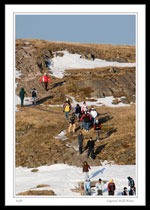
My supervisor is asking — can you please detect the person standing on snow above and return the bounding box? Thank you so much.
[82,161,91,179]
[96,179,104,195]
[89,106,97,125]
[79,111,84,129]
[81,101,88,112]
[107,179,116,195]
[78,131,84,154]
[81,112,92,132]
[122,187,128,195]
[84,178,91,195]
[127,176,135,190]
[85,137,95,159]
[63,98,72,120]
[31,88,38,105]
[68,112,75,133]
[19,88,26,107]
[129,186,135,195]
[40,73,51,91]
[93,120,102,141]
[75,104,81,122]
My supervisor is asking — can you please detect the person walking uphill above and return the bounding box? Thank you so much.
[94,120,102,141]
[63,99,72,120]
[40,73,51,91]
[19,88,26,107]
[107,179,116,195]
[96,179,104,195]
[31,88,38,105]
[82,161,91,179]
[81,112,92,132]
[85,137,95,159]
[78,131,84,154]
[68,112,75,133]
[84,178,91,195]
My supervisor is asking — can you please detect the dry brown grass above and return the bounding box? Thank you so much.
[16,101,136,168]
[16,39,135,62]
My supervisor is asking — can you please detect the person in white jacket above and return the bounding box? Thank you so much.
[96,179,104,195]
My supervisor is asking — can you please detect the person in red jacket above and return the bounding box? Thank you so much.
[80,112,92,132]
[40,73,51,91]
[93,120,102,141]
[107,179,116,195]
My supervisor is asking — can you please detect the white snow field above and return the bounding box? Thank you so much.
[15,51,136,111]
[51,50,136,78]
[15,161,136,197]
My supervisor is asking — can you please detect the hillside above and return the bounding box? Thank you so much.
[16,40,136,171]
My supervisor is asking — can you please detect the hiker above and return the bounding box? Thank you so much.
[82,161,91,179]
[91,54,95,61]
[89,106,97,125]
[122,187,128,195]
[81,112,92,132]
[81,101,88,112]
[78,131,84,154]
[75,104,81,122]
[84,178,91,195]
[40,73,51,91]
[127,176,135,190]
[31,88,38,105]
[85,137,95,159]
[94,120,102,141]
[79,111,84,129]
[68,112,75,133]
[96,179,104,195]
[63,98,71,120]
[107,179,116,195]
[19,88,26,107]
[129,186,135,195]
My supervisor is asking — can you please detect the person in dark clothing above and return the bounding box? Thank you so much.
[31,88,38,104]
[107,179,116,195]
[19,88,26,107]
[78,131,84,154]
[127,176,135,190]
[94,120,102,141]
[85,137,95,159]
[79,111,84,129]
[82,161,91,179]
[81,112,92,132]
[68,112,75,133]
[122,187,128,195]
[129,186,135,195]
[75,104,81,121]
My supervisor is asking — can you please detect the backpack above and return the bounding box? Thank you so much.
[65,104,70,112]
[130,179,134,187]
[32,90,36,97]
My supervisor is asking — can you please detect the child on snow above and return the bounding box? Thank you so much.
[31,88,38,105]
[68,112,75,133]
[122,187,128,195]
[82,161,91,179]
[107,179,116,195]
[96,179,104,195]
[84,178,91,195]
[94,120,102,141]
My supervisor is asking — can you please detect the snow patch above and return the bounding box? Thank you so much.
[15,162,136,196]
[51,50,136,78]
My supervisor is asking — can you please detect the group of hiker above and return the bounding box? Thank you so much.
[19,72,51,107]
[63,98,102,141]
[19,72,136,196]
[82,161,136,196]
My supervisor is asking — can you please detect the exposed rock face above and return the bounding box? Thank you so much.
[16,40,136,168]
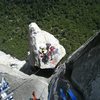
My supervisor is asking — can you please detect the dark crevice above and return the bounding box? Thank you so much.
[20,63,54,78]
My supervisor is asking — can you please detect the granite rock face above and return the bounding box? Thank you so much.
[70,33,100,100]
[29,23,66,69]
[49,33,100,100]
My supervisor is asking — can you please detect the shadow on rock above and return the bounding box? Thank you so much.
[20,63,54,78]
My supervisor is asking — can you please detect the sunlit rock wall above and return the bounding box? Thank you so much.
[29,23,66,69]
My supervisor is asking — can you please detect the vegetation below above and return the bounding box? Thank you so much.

________

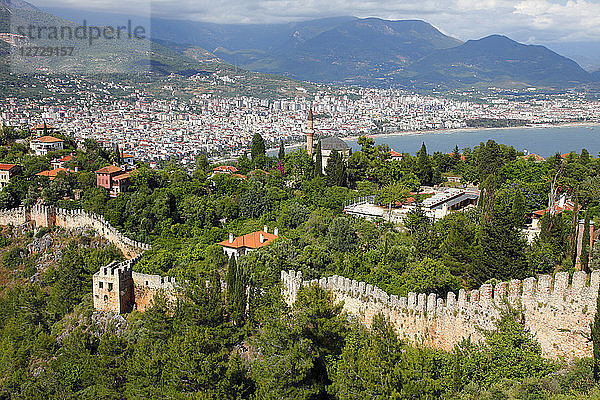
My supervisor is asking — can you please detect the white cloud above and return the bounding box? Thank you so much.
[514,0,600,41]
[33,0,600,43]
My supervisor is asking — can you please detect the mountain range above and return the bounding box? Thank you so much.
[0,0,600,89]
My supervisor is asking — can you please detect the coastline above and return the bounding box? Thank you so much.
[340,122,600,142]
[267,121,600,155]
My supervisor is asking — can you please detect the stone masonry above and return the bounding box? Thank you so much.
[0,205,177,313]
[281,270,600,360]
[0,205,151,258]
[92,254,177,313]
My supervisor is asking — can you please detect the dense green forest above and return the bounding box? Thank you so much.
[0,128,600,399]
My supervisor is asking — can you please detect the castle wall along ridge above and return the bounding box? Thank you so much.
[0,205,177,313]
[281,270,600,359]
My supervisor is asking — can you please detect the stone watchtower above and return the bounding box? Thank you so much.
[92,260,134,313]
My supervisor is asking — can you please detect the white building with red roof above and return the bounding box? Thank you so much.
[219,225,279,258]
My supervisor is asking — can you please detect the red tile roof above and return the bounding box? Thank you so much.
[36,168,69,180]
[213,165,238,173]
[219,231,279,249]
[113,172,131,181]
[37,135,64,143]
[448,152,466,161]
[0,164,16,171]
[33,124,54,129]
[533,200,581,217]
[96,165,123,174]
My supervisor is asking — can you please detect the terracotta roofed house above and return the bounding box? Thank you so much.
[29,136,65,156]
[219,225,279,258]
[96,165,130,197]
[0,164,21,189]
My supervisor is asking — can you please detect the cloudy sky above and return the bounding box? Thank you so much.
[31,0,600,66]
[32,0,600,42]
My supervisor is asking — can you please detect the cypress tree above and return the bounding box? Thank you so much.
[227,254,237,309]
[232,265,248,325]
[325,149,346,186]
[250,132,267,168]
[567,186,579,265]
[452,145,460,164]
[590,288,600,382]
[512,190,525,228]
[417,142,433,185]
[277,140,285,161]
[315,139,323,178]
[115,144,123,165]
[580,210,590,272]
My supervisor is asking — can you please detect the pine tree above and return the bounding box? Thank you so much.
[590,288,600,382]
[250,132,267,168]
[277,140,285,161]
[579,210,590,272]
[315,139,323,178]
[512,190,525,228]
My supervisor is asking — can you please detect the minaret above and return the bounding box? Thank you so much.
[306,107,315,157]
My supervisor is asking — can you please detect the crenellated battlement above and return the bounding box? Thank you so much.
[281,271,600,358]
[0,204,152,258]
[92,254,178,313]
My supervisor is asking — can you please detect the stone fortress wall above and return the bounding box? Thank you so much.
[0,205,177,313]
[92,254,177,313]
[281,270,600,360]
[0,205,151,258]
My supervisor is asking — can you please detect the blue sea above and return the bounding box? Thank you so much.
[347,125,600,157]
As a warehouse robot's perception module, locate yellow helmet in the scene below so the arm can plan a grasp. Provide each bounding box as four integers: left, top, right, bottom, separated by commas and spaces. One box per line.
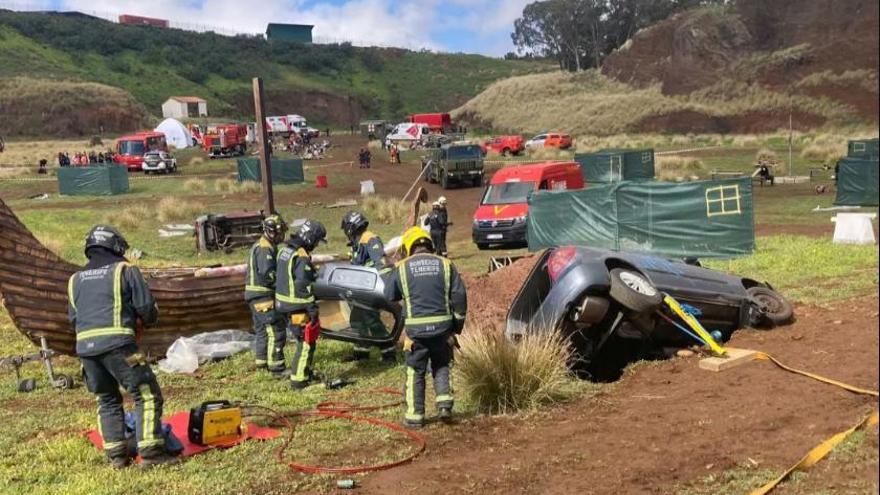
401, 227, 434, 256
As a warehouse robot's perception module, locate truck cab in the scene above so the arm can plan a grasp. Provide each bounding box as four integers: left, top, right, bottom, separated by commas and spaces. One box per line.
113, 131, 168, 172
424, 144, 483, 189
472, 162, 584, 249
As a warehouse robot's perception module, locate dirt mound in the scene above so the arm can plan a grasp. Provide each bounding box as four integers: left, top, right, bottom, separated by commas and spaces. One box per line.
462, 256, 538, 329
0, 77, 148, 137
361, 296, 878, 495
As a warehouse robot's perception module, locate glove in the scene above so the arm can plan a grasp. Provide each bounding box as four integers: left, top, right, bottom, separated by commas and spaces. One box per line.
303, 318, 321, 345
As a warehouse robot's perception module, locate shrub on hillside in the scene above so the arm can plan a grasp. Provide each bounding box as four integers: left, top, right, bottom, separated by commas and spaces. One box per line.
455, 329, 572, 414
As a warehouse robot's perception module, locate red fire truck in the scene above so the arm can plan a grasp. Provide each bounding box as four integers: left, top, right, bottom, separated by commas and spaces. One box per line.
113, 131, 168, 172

________

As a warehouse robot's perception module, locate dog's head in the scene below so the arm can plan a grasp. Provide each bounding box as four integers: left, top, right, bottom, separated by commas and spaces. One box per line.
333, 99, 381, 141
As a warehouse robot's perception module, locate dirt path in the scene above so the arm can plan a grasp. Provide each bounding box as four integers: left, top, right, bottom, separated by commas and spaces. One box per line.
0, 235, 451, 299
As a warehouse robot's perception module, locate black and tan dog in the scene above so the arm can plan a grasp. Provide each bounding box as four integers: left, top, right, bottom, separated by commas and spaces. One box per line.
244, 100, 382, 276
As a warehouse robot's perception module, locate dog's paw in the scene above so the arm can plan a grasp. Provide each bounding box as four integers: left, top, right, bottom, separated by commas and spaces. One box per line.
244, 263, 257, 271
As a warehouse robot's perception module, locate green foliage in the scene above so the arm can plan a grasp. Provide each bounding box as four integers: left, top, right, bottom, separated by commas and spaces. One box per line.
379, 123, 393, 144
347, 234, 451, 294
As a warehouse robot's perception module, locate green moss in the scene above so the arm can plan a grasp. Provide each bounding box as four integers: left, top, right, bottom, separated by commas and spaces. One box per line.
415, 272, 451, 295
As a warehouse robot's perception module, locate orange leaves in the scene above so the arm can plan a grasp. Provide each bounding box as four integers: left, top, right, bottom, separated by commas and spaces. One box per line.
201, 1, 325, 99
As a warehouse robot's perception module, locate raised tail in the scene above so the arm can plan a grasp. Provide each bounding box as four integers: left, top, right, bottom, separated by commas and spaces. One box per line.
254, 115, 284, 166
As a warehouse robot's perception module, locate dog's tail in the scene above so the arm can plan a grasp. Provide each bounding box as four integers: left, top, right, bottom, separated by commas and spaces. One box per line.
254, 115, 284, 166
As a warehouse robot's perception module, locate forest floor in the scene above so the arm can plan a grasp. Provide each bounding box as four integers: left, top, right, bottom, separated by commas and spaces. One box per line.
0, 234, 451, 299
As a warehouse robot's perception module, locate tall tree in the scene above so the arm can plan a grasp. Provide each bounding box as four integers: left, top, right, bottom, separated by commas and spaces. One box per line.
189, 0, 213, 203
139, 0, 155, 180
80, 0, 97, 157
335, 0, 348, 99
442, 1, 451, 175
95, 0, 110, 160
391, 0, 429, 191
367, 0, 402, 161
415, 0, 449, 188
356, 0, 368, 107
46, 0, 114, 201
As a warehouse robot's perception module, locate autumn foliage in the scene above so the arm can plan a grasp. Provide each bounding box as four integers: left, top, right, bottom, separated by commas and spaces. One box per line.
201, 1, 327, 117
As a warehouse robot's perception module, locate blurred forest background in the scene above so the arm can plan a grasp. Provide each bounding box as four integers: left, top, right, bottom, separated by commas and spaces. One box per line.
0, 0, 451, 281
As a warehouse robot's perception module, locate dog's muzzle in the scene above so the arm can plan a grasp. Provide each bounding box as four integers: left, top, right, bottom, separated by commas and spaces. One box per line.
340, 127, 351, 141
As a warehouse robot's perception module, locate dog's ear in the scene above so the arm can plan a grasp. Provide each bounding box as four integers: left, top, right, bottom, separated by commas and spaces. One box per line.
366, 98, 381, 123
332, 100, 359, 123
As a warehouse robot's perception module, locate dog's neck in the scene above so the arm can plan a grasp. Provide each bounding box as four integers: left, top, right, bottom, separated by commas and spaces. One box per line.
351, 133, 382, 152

________

Pick out each line in the rows above that contains the word "white", and copy those lines.

* [Output of the exercise]
My supervisor is asking — can you please detect the person in white jacket above and return the bounding box? Thank you so much.
My supervisor is asking — can you please detect the white snow field above and return the bounding box? Thank you so much.
My supervisor is asking — can you please detect the white cloud above and return the bounding box? Thank you so much.
My supervisor is asking — can you please detect the white building with red roof above and return the bounding box? Thank you so much.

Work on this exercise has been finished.